• _Records to use_

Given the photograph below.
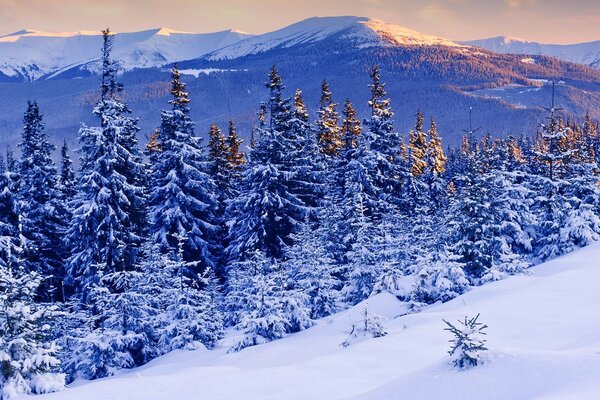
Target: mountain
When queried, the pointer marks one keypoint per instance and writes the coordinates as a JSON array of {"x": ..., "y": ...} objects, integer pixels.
[
  {"x": 542, "y": 338},
  {"x": 581, "y": 53},
  {"x": 31, "y": 55},
  {"x": 226, "y": 71},
  {"x": 361, "y": 32}
]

• _Requirement_
Repeat each line of the records above exactly, but do not copy the pictures.

• _Solution below_
Given the photograph below.
Target: mountain
When queried, the pointer marks one keypoint per instance and writes the coordinates as a JSON array of {"x": ..., "y": ...} objects, integer pixels.
[
  {"x": 542, "y": 338},
  {"x": 581, "y": 53},
  {"x": 31, "y": 55},
  {"x": 226, "y": 71},
  {"x": 361, "y": 32}
]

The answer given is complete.